Richiesta scritta A
Ricopia senza alcuna modifica il tratto dell'elenco che va dalla riga contenente "of the plastic" fino alla riga contenente "pixel 348 457", comprese entrambe.

Pagina
========
IL MARCATEMPO – Matteo Rusconi - Di sensibilità e di raffinatezza

 

Matteo Rusconi


Mi è capitato di imbattermi in un post su Facebook in cui un utente chiedeva se poeti si nasce o si diventa.

Premetto che il social con il logo bianco e blu non è il posto più adatto per certe digressioni, data la costante frivolezza dei suoi contenuti, ma incuriosito mi sono soffermato ugualmente a leggerne i commenti. Tra le tante cose scritte, ciò che mi ha dato spunto di riflessione - e conseguentemente di scrivere questo articolo - è stata la risposta “ci vuole di base una certa sensibilità”.


In psicologia e filosofia, con sensibilità si intende quella particolare disposizione a condividere un’emozione provata da persone diverse da sé e che viene indotta da empatia, simpatia, intuizioni, percezioni; c’è poi la questione che per molti tale parola venga intesa in maniera estetica, come bellezza dello scrivere, una certa dolcezza della scrittura. 

Prendendo queste due definizioni, e ammettendo che nessuno ci nasce, possiamo quindi affermare che per diventare poeta bisogna avere uno spiccato sentire verso gli altri e procurare un certo piacere. 


Ma ne siamo certi? 


Scrivere è un atto egoistico, un rapporto a due con la poesia, un impulso che ci porta a vomitare su un foglio qualcosa che solo noi sappiamo, sgradevole o piacevole che sia; perciò, essere sensibili - quindi empatici - nei confronti degli altri non è poi una prerogativa così essenziale. Anzi, mi viene da dire che sia più una dote del lettore, il quale, immergendosi in una poesia, si immedesima totalmente nel sentire dell’autore. E, analogamente, ciò vale anche per il vedere quella chiara dolcezza di scrittura.

Mi è facile pensare che tale visione di sensibilità e bellezza sia ancora vincolata all’idea romantica che il poeta, il vero poeta, sia una persona di animo gentile, sensibile, che porti tutto il dolore del mondo attraverso la punta della propria penna con una particolare raffinatezza di forma e di termini e di quant’altro. 


Ma davvero ci vuole una certa sensibilità per essere poeta?  Davvero una certa sensibilità ci fa scrivere in maniera così raffinata? 


Per rispondere, o almeno per provare a farlo, voglio prendervi e portarvi verso un tipo di poesia parcheggiata dalla parte opposta, una poesia sporca, cruda, che non ha smussi ma spigoli insidiosi. Una poesia antiestetica, villana, che cammina a piedi nudi e non ne sente la fatica.
========
Record del dataset:

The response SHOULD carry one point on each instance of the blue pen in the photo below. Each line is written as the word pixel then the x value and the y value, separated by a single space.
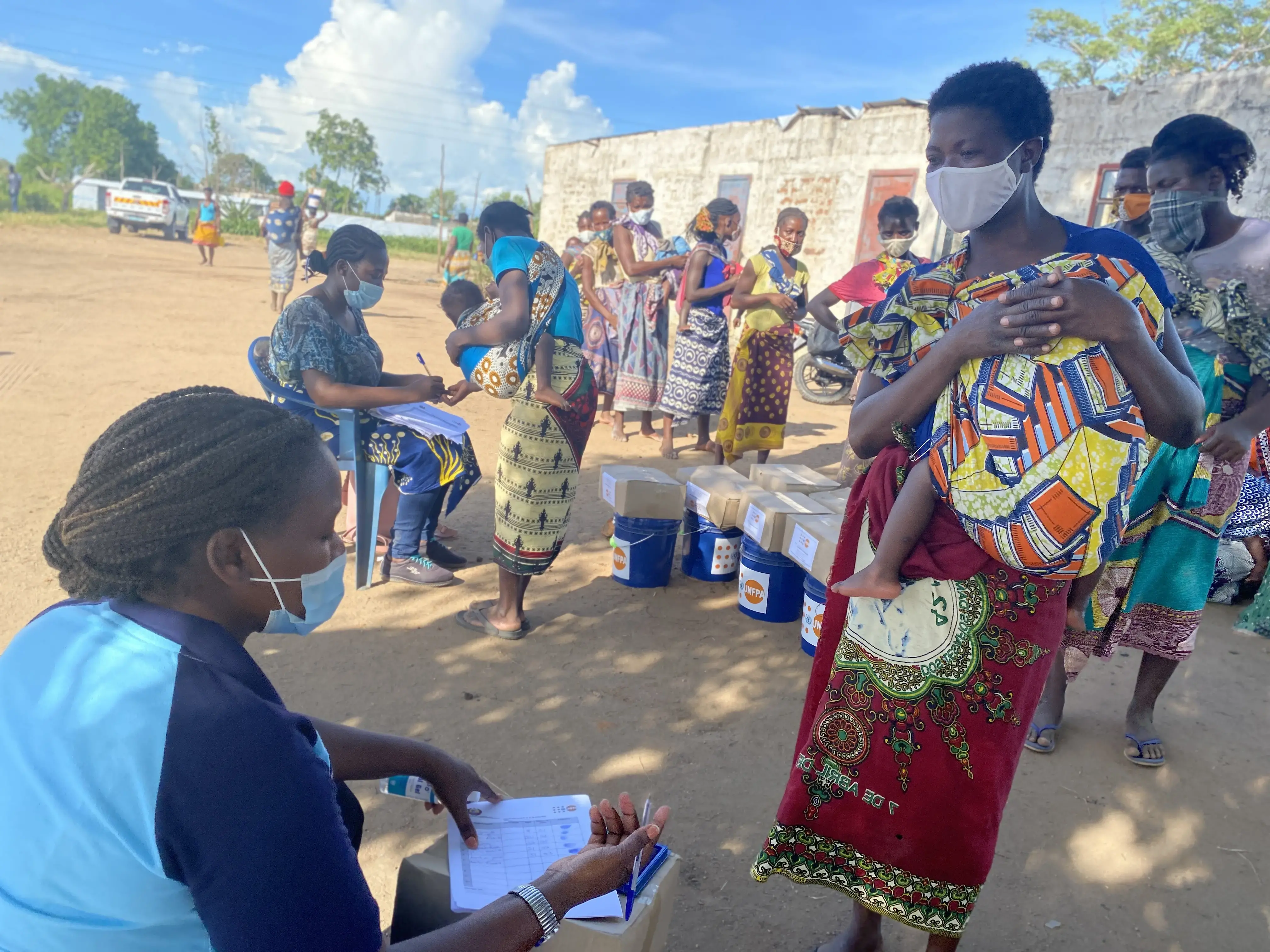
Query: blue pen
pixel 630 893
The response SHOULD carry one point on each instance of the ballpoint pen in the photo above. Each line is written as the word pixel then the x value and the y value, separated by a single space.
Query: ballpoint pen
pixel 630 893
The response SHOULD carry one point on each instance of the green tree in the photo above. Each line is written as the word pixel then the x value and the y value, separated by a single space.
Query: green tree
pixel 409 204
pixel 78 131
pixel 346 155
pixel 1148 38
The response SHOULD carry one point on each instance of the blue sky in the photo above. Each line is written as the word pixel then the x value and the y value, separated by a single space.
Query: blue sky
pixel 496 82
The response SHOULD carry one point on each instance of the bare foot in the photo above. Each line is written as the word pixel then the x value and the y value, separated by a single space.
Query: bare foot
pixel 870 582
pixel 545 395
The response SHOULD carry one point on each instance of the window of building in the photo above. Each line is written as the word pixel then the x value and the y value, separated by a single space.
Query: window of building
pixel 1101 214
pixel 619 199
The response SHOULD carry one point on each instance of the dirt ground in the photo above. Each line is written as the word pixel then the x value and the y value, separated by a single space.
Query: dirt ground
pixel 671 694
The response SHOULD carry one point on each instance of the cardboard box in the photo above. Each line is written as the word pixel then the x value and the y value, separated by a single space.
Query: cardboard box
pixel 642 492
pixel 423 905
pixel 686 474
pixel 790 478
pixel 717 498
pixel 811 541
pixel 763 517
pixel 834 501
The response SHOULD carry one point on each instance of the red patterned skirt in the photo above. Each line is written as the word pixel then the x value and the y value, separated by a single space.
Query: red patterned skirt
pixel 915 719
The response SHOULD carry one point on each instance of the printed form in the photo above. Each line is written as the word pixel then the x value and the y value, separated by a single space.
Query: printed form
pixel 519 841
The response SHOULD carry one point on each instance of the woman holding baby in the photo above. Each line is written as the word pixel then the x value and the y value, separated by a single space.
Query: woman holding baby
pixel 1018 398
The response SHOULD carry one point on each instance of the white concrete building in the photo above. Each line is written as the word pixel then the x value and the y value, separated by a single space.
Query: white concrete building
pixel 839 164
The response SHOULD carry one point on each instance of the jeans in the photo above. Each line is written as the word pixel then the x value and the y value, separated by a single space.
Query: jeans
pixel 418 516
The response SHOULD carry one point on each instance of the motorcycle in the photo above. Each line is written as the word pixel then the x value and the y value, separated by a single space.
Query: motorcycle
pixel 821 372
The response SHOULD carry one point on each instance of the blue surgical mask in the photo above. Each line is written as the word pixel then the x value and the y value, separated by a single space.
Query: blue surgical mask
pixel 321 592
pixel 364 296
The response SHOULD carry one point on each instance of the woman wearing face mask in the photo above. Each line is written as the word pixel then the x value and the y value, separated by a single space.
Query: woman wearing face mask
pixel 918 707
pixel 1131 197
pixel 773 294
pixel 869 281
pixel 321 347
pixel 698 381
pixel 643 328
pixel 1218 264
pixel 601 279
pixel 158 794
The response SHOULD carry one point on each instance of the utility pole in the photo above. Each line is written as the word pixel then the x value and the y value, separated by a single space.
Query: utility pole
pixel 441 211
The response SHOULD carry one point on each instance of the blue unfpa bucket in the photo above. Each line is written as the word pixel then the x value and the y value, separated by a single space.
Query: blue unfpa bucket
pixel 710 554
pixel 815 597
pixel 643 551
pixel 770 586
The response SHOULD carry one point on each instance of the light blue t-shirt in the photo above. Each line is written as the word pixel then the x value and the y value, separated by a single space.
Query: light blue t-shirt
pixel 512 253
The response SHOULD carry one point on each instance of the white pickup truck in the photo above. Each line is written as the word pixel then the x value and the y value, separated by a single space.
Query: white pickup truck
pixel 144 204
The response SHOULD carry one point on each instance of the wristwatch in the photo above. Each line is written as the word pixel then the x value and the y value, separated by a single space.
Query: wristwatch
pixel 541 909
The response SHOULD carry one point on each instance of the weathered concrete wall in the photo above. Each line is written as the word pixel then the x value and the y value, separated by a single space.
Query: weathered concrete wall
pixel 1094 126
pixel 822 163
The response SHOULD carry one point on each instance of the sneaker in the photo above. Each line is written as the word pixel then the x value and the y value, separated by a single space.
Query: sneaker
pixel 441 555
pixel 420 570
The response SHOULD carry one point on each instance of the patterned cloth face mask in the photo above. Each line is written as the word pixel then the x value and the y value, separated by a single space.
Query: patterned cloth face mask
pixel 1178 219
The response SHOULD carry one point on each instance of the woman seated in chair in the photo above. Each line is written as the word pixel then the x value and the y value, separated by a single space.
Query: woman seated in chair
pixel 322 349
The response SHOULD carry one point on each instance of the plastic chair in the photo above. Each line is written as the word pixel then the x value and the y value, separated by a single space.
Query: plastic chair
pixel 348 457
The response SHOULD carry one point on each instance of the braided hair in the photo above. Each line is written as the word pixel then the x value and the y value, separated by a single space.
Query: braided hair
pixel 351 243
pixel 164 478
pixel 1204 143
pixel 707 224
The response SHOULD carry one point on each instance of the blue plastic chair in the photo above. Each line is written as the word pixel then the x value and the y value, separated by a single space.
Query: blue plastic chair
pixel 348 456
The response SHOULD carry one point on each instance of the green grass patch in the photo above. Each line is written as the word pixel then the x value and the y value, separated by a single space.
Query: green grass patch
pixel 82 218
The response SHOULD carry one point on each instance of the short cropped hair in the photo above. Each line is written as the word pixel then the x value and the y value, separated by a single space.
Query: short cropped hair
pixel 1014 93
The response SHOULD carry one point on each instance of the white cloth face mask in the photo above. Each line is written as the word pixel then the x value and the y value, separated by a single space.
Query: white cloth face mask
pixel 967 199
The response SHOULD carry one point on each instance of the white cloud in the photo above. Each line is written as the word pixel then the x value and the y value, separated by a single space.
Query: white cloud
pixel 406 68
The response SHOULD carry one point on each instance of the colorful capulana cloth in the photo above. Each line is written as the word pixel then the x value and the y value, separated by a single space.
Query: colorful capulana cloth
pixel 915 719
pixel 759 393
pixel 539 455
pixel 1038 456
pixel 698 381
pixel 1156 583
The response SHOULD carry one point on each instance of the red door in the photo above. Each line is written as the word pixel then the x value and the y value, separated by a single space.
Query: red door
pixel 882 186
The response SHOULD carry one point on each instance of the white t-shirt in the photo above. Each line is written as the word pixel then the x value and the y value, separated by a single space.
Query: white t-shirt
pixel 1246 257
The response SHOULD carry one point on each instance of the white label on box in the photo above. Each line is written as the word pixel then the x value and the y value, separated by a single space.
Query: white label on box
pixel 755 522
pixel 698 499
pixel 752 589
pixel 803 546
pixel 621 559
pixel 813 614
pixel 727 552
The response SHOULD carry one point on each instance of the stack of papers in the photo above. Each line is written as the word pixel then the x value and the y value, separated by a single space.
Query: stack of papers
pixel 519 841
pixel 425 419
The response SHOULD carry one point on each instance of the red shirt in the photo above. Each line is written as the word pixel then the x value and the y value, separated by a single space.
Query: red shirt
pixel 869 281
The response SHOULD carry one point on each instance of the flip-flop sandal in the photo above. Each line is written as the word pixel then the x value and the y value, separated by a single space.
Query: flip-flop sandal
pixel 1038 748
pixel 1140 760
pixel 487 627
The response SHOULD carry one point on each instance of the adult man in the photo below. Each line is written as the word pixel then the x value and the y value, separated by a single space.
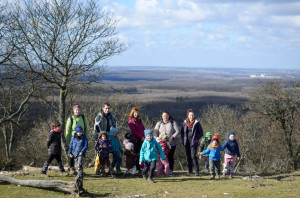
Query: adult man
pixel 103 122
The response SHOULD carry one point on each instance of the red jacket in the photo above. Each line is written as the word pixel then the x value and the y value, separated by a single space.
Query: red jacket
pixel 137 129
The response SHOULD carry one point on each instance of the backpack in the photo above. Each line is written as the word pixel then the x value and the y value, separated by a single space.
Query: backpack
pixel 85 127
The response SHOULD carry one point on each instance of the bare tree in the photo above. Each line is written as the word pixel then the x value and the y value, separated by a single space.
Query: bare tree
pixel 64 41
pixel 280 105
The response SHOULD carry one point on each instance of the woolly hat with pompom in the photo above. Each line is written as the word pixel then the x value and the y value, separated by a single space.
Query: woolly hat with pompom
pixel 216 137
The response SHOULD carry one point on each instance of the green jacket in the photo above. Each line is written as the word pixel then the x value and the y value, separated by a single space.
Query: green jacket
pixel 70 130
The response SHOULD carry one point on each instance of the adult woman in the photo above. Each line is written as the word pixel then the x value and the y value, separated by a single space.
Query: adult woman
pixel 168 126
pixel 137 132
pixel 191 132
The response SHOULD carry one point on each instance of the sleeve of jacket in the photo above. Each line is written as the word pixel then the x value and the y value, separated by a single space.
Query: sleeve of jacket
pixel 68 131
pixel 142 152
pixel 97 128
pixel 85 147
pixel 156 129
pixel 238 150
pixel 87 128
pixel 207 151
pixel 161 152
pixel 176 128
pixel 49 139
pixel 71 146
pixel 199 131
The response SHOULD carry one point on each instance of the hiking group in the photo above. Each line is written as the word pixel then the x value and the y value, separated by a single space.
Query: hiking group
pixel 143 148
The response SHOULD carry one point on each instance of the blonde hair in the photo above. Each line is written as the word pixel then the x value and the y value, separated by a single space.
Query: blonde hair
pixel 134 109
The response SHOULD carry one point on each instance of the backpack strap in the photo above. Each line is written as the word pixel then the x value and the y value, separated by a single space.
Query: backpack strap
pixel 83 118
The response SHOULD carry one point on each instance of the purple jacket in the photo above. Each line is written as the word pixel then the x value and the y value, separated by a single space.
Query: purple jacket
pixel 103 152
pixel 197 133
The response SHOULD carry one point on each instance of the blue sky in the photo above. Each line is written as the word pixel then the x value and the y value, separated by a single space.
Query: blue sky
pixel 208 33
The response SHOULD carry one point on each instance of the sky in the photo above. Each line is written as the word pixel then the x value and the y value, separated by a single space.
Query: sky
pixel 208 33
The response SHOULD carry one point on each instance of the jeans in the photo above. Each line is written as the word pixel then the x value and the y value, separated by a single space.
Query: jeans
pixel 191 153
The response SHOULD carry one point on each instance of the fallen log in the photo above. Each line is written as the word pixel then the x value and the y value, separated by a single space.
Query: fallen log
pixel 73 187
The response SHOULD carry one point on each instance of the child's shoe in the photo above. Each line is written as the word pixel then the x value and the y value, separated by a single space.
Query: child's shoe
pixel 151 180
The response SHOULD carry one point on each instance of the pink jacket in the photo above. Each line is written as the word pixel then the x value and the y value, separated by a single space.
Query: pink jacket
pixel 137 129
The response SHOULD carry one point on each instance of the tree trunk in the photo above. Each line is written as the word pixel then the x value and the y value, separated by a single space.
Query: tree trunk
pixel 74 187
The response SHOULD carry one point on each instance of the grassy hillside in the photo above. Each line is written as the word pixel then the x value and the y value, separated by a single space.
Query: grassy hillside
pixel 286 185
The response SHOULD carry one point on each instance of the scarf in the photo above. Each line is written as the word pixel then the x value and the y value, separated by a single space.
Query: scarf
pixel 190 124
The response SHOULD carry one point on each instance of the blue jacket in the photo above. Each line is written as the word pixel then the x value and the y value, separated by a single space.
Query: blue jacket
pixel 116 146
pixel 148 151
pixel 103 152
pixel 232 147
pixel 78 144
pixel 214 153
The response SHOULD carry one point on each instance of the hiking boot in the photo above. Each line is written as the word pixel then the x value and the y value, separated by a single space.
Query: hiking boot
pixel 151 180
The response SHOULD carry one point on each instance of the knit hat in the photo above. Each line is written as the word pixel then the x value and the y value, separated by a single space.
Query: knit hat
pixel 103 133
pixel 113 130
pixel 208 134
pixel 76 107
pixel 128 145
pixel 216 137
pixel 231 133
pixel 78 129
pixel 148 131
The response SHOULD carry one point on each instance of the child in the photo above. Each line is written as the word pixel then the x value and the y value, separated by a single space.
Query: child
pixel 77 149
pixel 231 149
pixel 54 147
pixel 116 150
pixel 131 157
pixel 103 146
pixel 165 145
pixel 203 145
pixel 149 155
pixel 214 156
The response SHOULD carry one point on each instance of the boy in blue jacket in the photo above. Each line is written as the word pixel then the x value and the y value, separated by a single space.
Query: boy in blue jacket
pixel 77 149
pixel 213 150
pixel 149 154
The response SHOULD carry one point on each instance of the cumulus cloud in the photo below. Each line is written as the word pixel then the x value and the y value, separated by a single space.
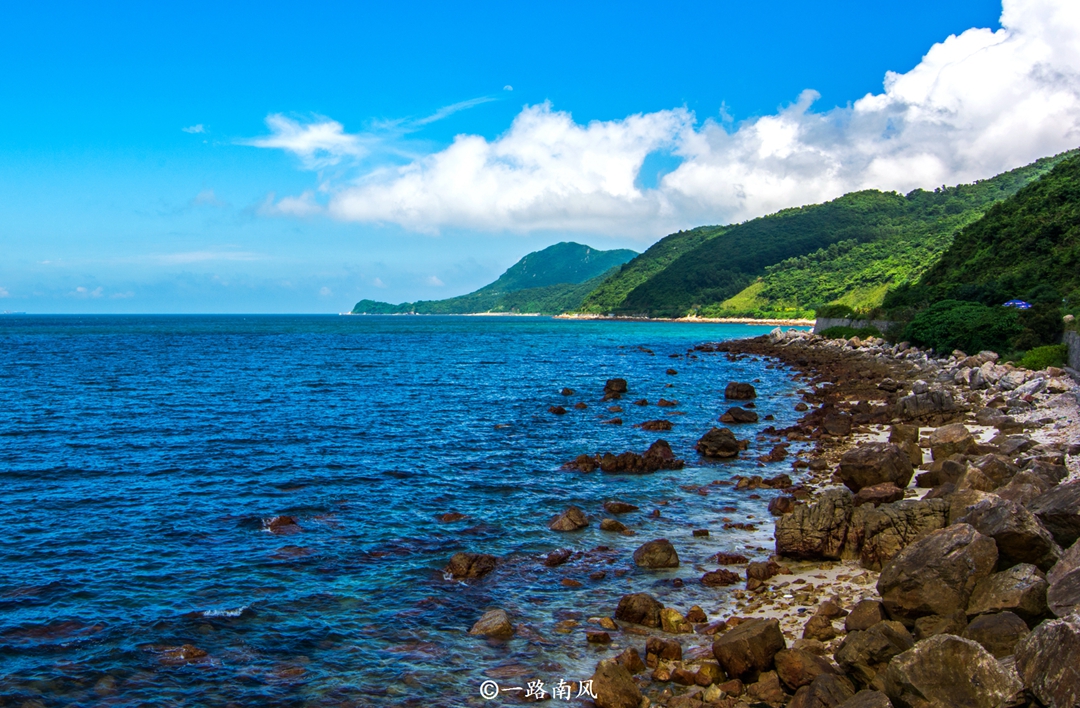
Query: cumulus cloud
========
Richiesta scritta B
Riporta tutte le frasi dell'articolo sulla sensibilità e la poesia che terminano con un punto interrogativo.

Soluzione svolta A
The response SHOULD carry one point on each instance of the plastic chair in the photo above. Each line is written as the word pixel then the x value and the y value, separated by a single space.
Query: plastic chair
pixel 348 457

Soluzione svolta B
Ma ne siamo certi?
Ma davvero ci vuole una certa sensibilità per essere poeta?
Davvero una certa sensibilità ci fa scrivere in maniera così raffinata?